Every week, Andrew Sullivan’s blog ‘The Dish‘ posts a pic from a reader which is, simply, a shot taken out of a window.  The challenge: Guess from where was it taken.  The city of origin, of course, but also the building, right down to the specific window.

PT readers will likely identify last week’s picture:




As interesting as the guesses are the comments which accompany them.  Here are some selected excerpts.

  • I have no idea where this week’s VFYW is taken and I am so glad I don’t live there.
  • I was lost on this one until I started watching The Wizard of Oz last night. It’s obviously “The Amethyst City” – the Emerald City’s less known, contrasting and under-appreciated rival.
  • Millions of empty balconies … dumbfounded by searching Hong Kong high rises. Let’s go further south for better air and patio palm trees to guess … Singapore? I bet they have windows there.
  • Is there a major city less architecturally interesting than Vancouver? It seems that every high-rise in the city is more boring than the next. Can you imagine coming home drunk to this complex of buildings? Would you even be able to figure out which was yours?

_DATA SUPPLIED_:
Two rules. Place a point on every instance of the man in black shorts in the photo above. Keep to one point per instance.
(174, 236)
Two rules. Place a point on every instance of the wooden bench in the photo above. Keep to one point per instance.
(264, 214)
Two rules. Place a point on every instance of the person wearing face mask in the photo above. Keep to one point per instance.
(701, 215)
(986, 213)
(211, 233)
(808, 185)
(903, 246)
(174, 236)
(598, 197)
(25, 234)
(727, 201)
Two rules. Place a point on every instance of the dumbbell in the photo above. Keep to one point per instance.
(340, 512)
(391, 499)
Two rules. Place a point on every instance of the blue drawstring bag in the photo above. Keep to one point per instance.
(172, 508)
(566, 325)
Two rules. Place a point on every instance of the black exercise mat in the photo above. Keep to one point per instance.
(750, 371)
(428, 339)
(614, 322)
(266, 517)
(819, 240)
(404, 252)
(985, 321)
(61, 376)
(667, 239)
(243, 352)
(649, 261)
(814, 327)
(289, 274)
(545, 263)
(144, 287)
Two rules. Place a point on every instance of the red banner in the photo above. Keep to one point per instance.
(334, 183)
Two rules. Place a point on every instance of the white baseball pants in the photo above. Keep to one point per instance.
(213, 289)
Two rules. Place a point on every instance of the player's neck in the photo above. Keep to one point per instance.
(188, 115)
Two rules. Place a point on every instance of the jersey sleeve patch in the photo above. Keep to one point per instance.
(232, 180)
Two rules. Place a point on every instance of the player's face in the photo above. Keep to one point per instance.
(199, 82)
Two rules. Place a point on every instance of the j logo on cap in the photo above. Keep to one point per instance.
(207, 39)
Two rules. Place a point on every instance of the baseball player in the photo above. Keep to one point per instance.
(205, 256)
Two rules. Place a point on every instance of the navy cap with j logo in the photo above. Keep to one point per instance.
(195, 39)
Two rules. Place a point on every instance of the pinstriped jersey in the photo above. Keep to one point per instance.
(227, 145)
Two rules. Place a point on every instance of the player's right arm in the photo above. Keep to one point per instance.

_WRITTEN REQUEST_: Carry on the piece about the weekly window-view guessing contest, picking up right after its last reader comment.

_EXERCISE OUTPUT_:
  • I immediately recognized the buildings in my hometown, which are very typical of our city. There is even an architectural style that has been coined “vancouverism” based on the glass towers and urban design principles. Vancouver is a fantastic city and with a great downtown for a mid-size city. That is what makes it one of the of the most attractive places to live and unfortunately one of the most expensive.

  • The lesson? When it kind of looks like America, but you can’t quite put your finger on it, try Canada.
  • The light is the giveway. Only one bunch of weirdos puts up yellow traffic lights with yellow frames: Canadians! Assuming the photo is roughly current, the lack of winter hellscape tells you it must be Vancouver. Which happens to have a Granville Street – the original main street downtown, in fact – on which there is one building with a mansard roof, at the corner with Drake Street.

Vancouver is clearly a favorite city for many:

  • There are so many nice things about Vancouver that it’s hard to list them all here – Stanley Park, Gastown, the skyride up to Grouse Mountain, the Granville Island Farmers Market. What I love most about the city is its unparalleled setting among the inlets and bays of the Salish Sea with the dramatic backdrop of the mountains towering above the city just north across the harbor. My favorite memory of the city, though, is awakening on a boat sailing north just off the city’s west side and witnessing an escort of killer whales just off our beam. That is a sight you never forget.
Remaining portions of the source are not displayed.